* _Excerpt to read_:
Portrait headshot of Dr. Iulia Vann.
Dr. Iulia Vann will begin her new role as director of the Allegheny County Health Department late summer, according to county officials. (Photo Courtesy Allegheny County)

The Allegheny County Board of Health voted Monday to approve Dr. Iulia Vann as director of the Allegheny County Health Department.

Vann, a medical doctor with a master’s degree in public health, most recently worked for Guilford County in North Carolina, where she has served as health director since 2020. Vann previously held a similar role in Orange County, North Carolina.

The Board’s 7-0 approval Monday ended a nearly 18-month vacancy at the county’s top health post and a six-month search to fill the position, which considered 40 applicants and four finalists in a national search.

“It is an honor to be selected to lead the Allegheny County Health Department,” Vann said in a statement after her appointment. “I look forward to bringing the creativity and energy that defined my time in North Carolina to Allegheny County to help protect public health for the residents of Western Pennsylvania and ensure we are building communities where everyone is safe and thriving.”

Allegheny County Executive Sara Innamorato personally interviewed Vann twice, according to search committee co-chair Dr. Edie Shapira.

“Dr. Vann’s passion for protecting public health and track record of taking on big challenges is exactly why we want her to be the next Director of the Allegheny County Health Department,” Innamorato said in a statement. She thanked the “dozens of community leaders who contributed input and thoughts to the search process to help shape our shared vision for this critically important position.”

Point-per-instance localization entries
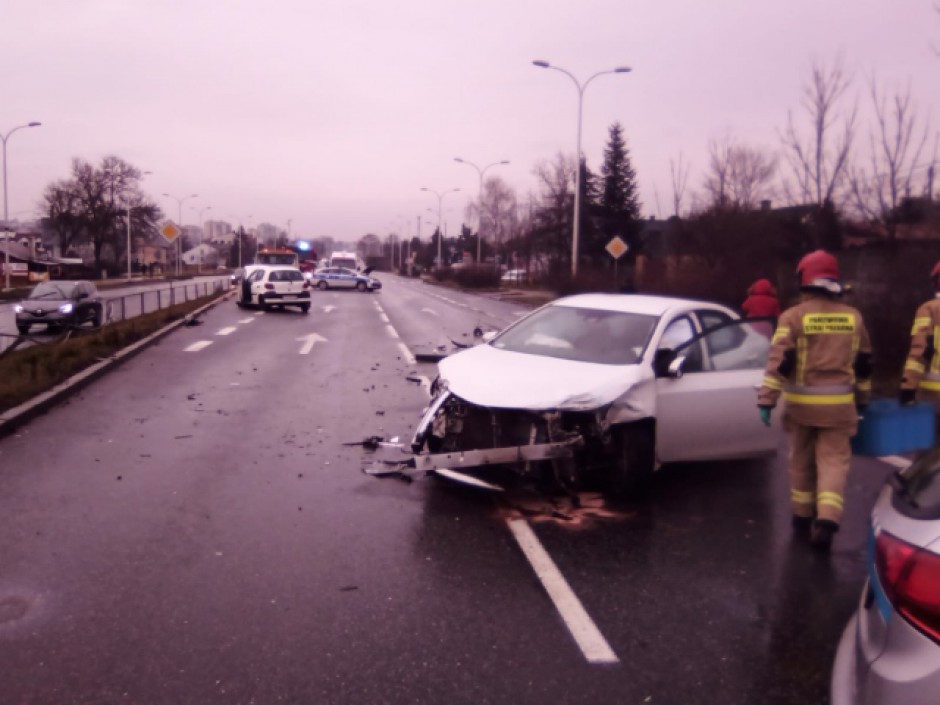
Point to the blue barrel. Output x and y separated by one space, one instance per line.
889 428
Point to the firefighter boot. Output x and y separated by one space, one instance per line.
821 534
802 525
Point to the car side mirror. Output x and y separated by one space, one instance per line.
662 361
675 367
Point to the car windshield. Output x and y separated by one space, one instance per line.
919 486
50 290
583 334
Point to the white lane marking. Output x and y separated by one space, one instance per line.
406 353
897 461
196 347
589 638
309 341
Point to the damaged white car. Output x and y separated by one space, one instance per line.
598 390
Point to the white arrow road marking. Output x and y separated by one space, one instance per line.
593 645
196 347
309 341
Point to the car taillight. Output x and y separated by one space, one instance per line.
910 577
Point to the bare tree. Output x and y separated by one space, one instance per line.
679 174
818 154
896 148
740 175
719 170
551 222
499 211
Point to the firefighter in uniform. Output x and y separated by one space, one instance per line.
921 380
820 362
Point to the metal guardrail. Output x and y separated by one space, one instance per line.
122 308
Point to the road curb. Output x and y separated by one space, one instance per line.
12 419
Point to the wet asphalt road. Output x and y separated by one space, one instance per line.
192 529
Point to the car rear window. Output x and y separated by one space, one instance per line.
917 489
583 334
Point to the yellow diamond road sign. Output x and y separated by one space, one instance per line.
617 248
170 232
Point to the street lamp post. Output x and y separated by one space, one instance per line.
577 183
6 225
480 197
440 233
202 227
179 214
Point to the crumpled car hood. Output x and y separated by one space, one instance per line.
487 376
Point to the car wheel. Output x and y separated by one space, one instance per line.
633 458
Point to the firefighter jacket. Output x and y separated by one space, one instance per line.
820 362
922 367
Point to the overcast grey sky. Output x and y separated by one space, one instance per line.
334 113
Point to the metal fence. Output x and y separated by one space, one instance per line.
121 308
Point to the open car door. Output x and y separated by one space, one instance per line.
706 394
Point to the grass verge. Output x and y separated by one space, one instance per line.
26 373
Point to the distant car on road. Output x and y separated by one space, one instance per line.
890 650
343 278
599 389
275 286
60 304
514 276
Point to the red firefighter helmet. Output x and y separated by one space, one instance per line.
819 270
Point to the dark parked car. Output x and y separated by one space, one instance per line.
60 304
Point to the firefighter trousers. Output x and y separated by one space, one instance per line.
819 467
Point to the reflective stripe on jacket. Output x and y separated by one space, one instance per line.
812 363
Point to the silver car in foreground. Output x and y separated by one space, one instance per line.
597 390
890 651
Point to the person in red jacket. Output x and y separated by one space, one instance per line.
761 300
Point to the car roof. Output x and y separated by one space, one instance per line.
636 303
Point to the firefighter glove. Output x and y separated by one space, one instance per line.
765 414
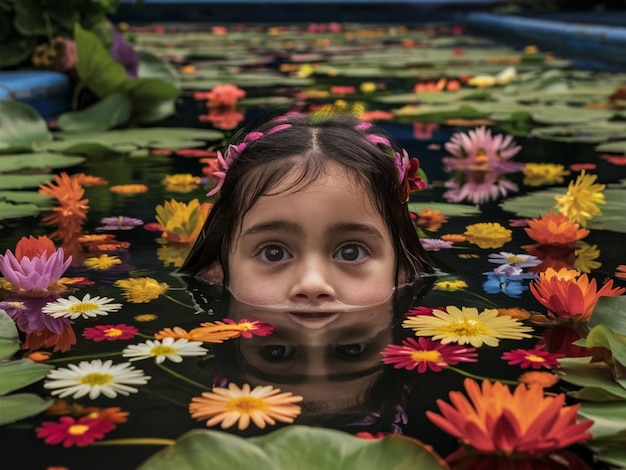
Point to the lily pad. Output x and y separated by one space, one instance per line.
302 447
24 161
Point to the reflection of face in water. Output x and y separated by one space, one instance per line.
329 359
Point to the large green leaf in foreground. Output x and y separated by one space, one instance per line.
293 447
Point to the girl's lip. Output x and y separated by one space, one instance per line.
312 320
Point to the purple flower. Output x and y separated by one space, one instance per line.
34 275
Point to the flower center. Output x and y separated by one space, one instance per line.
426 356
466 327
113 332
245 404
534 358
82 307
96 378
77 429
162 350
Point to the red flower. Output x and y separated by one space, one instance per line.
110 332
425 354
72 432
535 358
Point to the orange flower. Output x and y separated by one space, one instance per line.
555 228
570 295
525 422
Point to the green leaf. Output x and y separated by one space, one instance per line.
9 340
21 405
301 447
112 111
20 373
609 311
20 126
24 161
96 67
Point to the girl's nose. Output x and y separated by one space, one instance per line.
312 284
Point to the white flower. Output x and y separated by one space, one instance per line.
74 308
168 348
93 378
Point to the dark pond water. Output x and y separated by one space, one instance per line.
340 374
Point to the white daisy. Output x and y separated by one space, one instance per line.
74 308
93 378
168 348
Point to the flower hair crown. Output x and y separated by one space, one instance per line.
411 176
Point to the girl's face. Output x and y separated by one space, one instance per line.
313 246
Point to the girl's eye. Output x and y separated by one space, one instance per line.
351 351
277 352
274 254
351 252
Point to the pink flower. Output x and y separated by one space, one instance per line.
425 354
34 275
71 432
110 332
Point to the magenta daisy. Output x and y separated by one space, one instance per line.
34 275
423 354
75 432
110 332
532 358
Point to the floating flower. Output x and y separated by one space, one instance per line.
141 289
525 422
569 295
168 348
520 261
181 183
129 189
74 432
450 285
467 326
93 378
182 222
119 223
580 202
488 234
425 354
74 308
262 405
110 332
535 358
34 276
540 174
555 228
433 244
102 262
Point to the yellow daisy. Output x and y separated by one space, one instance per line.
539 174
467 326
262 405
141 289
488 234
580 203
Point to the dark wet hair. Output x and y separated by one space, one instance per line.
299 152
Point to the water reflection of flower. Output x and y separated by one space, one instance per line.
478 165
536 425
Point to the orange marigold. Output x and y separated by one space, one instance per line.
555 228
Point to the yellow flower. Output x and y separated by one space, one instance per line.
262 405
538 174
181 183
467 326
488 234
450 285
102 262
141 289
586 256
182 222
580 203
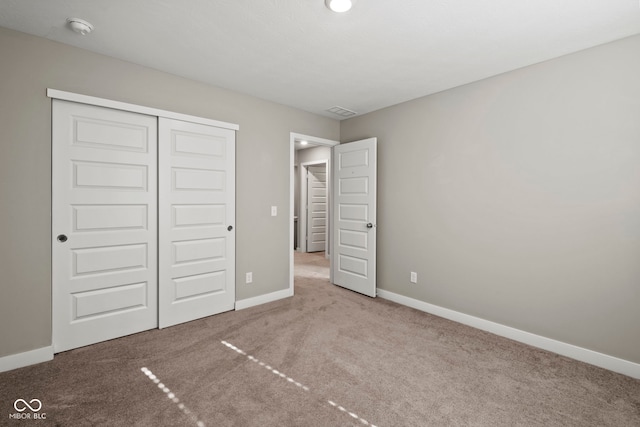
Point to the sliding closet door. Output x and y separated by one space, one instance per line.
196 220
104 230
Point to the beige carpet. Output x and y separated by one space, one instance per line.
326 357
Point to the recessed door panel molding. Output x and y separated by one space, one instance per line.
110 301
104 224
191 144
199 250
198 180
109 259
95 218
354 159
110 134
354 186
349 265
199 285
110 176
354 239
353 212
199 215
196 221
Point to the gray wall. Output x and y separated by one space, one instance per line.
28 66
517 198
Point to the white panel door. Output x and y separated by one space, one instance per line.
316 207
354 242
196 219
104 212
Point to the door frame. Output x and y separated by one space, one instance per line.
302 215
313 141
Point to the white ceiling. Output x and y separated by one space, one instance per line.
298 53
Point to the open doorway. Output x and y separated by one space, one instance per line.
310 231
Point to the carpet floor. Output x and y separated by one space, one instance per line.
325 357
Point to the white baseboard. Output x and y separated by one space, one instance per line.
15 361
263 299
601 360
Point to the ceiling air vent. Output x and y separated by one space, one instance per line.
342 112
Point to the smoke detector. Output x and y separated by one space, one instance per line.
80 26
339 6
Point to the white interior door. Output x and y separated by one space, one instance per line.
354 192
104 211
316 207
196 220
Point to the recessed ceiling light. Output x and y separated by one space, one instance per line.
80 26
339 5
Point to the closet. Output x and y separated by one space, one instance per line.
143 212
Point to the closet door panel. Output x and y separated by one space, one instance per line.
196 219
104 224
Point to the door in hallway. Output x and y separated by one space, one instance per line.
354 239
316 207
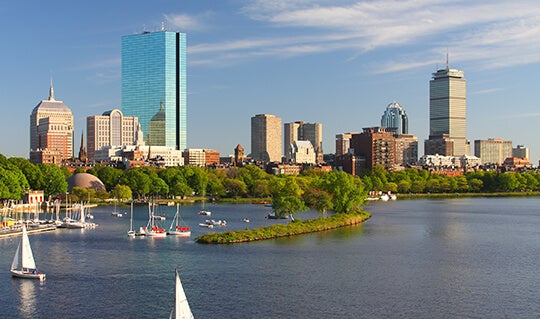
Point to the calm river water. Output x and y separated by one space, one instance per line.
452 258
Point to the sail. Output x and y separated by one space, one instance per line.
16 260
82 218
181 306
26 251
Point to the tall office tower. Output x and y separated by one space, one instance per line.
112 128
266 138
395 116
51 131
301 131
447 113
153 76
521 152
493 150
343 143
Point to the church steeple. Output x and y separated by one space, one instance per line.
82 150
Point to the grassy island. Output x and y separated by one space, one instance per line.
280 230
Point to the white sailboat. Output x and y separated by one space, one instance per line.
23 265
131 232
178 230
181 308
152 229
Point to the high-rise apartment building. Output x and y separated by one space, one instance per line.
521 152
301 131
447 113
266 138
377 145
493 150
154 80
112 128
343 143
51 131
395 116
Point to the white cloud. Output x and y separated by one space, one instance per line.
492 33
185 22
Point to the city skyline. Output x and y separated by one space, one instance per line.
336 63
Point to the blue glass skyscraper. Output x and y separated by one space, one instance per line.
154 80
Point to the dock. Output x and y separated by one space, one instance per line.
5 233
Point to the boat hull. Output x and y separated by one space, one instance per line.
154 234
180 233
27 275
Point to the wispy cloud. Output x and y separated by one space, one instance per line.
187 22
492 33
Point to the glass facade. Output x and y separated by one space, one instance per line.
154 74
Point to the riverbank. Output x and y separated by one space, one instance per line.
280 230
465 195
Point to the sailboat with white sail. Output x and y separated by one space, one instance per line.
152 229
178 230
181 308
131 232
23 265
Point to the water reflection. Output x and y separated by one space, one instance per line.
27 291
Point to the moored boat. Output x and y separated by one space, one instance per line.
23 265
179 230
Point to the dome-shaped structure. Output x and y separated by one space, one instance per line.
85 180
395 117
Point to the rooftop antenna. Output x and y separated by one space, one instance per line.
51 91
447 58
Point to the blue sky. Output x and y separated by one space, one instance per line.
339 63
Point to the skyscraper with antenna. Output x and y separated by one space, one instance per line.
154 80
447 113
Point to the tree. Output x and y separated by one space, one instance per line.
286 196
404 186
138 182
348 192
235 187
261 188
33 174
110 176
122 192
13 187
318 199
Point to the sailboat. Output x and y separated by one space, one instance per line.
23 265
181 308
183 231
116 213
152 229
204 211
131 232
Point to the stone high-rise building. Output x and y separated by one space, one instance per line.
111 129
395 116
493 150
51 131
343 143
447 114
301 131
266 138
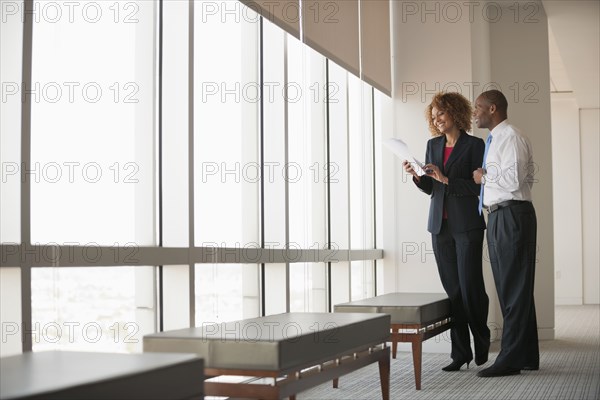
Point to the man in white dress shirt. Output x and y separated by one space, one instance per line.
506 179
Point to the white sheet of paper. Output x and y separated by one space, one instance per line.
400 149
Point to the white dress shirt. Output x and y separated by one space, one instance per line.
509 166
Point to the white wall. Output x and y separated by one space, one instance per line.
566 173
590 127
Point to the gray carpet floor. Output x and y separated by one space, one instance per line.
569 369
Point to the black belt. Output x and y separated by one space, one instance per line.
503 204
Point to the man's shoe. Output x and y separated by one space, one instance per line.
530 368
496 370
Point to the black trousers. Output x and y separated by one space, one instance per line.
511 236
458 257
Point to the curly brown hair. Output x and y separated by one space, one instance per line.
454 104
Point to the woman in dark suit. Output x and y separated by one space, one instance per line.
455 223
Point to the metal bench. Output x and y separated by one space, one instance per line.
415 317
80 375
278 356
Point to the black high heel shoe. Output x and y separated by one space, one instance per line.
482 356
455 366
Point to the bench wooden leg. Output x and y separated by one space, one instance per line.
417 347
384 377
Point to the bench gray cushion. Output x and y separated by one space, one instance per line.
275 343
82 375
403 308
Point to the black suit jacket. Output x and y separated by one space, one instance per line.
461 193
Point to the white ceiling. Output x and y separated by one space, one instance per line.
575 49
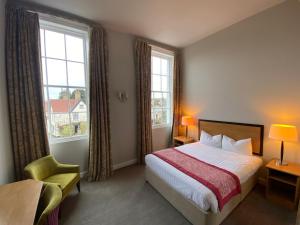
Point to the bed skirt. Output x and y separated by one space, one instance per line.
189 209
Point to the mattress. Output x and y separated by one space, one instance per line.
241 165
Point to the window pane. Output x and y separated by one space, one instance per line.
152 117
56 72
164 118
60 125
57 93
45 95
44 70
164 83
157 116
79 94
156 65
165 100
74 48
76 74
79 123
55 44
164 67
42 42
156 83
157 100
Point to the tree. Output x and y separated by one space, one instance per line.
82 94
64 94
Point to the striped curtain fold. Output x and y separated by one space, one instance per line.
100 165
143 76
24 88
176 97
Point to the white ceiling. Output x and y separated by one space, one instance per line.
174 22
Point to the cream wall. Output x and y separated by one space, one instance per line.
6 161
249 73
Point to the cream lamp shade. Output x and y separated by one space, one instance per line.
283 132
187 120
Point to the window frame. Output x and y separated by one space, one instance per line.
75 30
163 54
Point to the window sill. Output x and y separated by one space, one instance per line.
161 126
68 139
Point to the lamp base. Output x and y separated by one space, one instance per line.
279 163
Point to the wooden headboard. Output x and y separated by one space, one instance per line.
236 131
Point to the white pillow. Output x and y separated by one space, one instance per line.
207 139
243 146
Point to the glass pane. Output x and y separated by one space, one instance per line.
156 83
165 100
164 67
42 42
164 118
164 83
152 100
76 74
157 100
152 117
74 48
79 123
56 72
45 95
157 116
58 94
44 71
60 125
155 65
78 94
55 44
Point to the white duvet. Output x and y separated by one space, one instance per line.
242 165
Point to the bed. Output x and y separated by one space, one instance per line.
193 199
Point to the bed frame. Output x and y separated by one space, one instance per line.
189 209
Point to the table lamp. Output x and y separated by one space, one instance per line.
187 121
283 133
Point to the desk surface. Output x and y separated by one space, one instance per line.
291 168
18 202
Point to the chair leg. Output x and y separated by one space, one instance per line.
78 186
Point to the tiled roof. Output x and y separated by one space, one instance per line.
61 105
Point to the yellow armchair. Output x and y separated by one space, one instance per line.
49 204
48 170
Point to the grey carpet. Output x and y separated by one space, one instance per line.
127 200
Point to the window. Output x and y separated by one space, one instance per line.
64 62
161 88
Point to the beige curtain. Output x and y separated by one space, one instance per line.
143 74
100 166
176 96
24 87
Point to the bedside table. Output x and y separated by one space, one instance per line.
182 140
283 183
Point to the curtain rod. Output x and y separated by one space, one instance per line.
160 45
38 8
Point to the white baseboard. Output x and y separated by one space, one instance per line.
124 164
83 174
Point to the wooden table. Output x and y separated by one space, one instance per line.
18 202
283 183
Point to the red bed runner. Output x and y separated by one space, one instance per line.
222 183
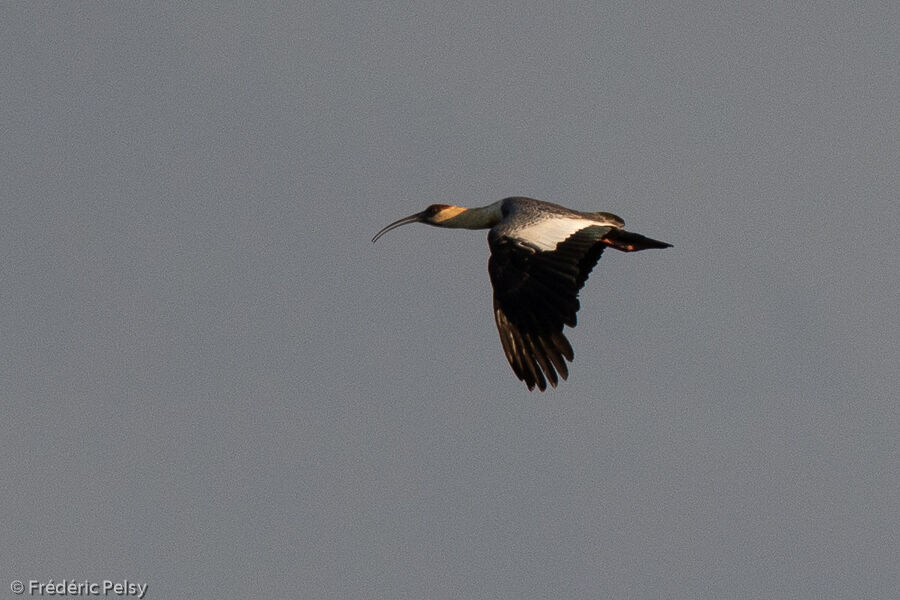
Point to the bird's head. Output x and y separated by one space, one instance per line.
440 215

* _Exercise description_: Pick up the article on Dr. Iulia Vann's appointment after its last sentence and carry it forward.

* _Answer_:
Acting director Patrick Dowd, who had served on an interim basis since January 2023, announced last week he would be leaving the post to become CEO of the City’s Environmental Charter School. Dowd will continue in the post until July 9, at which time Dr. Barbara Nightingale will step in as acting director until Vann arrives “later this summer,” according to a county press release.

In December, a coalition of 35 organizations and 37 individuals, under the group Equitable and Just Greater Pittsburgh Network, petitioned the county to prioritize social determinants of health and disparities “in all their forms” as it considered candidates for the top health post.

“I’m happy there’s a new health director,” said Jason Beery, director of the Equitable and Just Greater Pittsburgh Network, after the vote on Monday. He said he was unable to comment on Vann’s credentials and regrets there was not a more robust opportunity for public engagement in the selection process.

In its letter, the group had also requested a public selection process, which didn’t occur. The nominee was not publicly identified until the vote came Monday afternoon. Beery said he was “disappointed” that there was not an opportunity for public participation in the selection process.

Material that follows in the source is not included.